WHAT THIS TASK INVOLVES >> Exactly as written, retype all of the records that come next.

SOURCE DATA >>
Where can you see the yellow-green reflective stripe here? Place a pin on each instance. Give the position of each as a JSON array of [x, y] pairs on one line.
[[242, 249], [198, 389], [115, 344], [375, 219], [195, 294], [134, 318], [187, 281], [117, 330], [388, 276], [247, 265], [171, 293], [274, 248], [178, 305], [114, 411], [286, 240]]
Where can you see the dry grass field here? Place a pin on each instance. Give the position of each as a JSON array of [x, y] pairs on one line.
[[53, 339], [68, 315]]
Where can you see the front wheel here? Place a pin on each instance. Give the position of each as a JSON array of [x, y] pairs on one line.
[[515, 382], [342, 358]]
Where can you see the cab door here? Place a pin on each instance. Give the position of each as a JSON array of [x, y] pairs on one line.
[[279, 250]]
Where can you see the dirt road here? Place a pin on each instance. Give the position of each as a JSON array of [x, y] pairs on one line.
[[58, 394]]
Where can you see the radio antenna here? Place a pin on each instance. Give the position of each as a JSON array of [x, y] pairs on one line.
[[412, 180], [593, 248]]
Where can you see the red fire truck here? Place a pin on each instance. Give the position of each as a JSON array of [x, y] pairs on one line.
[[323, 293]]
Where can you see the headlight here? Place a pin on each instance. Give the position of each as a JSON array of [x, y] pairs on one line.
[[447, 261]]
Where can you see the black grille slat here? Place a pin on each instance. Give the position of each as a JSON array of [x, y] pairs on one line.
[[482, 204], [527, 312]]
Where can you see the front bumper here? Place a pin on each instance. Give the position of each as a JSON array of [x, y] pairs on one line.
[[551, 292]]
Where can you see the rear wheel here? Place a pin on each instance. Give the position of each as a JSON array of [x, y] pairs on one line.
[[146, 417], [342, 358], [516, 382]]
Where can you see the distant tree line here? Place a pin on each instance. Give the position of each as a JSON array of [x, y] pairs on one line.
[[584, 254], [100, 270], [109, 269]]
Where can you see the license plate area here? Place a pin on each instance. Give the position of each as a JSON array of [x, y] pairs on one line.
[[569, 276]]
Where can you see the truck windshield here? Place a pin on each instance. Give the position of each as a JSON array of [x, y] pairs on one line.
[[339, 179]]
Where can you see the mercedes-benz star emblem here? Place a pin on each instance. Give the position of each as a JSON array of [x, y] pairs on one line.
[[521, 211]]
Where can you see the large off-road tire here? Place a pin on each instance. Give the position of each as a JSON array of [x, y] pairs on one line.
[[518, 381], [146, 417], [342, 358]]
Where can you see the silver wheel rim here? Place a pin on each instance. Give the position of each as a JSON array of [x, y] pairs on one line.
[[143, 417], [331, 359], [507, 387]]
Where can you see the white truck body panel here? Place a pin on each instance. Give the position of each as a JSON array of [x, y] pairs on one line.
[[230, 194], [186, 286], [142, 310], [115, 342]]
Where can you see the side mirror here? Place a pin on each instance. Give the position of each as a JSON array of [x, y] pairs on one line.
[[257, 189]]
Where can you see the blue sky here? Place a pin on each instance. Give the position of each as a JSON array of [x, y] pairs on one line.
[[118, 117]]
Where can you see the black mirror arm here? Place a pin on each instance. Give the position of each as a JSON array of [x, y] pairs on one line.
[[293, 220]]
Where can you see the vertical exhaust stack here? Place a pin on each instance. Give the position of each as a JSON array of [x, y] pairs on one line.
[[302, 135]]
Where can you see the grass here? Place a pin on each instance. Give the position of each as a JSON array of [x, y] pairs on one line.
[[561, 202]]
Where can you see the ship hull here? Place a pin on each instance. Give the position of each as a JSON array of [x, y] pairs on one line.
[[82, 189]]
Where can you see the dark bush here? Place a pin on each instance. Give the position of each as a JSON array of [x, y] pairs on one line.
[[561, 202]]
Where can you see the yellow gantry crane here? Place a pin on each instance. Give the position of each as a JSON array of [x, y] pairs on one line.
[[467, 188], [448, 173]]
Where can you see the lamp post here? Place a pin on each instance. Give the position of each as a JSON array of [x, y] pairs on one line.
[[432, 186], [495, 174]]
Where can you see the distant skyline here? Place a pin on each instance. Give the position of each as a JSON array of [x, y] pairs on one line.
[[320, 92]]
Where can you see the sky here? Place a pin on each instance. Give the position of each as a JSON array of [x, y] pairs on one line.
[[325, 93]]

RESPONSE FOR THIS EXERCISE >>
Where can you see the yellow-green reflective stripe here? Place a pin on each instance. Give the position of each as a JSON array of [x, y] pairs on one line.
[[242, 249], [198, 389], [115, 344], [375, 219], [195, 294], [134, 318], [187, 281], [117, 330], [388, 276], [247, 265], [171, 293], [274, 248], [178, 305], [114, 411], [286, 240]]
Where can you see the dry grass field here? Place a pin on each instance. Give the position of each as a JSON array of [x, y] pairs on one line.
[[53, 339], [68, 315]]
Where can you see the front wheel here? Place a pin on each instance. Give the position of each as a JSON array of [x, y] pairs on one line.
[[515, 382], [342, 358]]
Where can you see the cab door here? Place a pin on each instance. Give the position of each as a JSON array of [x, y] pairs on one line.
[[279, 250]]
Where can you see the dirt road here? Place a pin on each instance. Give the position of each as a JSON array of [x, y] pairs on one line.
[[58, 394]]
Where can you see the radio antenna here? Place a pin on each instance. Give the position of each as a JSON array of [x, y] pairs on one line.
[[412, 180], [593, 248]]
Where can you see the red fire truck here? Place a pin on each instance. Give the position of each as a JSON array of [x, y] pairs on one line.
[[323, 293]]
Where can you see the headlight here? Place a pin on each instance. Give the position of each as a JSON array of [x, y] pairs on one line.
[[447, 261]]
Where can you see the black grille slat here? Place a pin on each instance. Give the position of each as a JSON array of [x, y] pairs on one line.
[[482, 204], [527, 312]]
Where can you see the front bumper here? Place a pin on each instance. Give the position of each as a JSON array of [x, y] pairs on one line.
[[551, 292]]
Where can you see the rear wheel here? Place a pin on each instance. Give the position of each as a JSON array of [x, y] pairs on one line.
[[146, 417], [342, 358], [516, 382]]
Where can you see the distant tree line here? Place a pin on each instance. Give the position of each as a JSON array of [x, y] pairs on one line.
[[584, 254], [100, 270], [109, 269]]
Where can you see the license plate area here? Place a pin on each instance. Give the position of each as a JSON array of [x, y] pairs on one line.
[[569, 276]]
Where can you see the truck windshield here? Place a pin on each instance. Give the position of each as a JSON array of [x, y] pairs on one line.
[[339, 179]]
Where can you see the mercedes-benz star emblem here? Place a pin on each instance. Give the position of each as a JSON array of [x, y] pairs on one line.
[[521, 211]]
Where can you see the large off-road tire here? Place a pin on each instance. Give the position of each as a JSON array of [x, y] pairs on one line.
[[518, 381], [146, 417], [342, 358]]
Where can you see the silver wheel rim here? Place a pin on each instance. Give the position of each as a JSON array of [x, y] pairs on one line.
[[143, 417], [331, 359], [507, 387]]
Where can you see the white truck body panel here? Place a pin on each instance. Give the position of each as a JSON array of [x, y] pairs on one line.
[[230, 194], [186, 286], [142, 310], [115, 342]]
Where can you see the side mirror here? Place a pin on each instance. Give the position of each as a JSON array of [x, y] pairs on one line.
[[257, 189]]
Where can you see the blue sky here? Place a pin on each instance. Give the position of each as a JSON array of [x, y] pairs on one line.
[[118, 117]]
Where can you see the black mirror arm here? Place a pin on each instance. Give the position of each as a JSON array of [x, y] pairs on one line.
[[293, 220]]
Where can you see the vertical exhaust stack here? Place a pin on each instance. Give the position of each as a JSON array of [x, y] pairs on one line.
[[302, 135]]
Where can you see the grass here? Place a pin on each instance. Give the position of each as a JSON array of [x, y] pairs on one line.
[[561, 202]]
Where can you see the ship hull here? Place a pin on each instance. Give the position of each as a JSON array of [x, y] pairs on one line.
[[82, 189]]
Where can you see the dark bush here? Place a pin on each instance. Give the position of each as a JSON array of [x, y] pairs on one line.
[[561, 202]]
Where can you see the yellow gantry crane here? Place a pin on each instance. Give the position of each as a JSON array of [x, y] pairs on one line.
[[467, 188], [448, 173]]
Where can you see the lamp post here? Place a pin on each instance. Give the position of each as a JSON array of [x, y] pairs on one line.
[[432, 186], [495, 174]]
Where can you see the distant skyline here? Place a pin on each instance. Give the position of each as a JSON array of [x, y] pairs on one line.
[[320, 92]]
Where can you see the sky here? Place a pin on each instance. Give the position of each as a JSON array of [x, y] pairs on one line.
[[325, 93]]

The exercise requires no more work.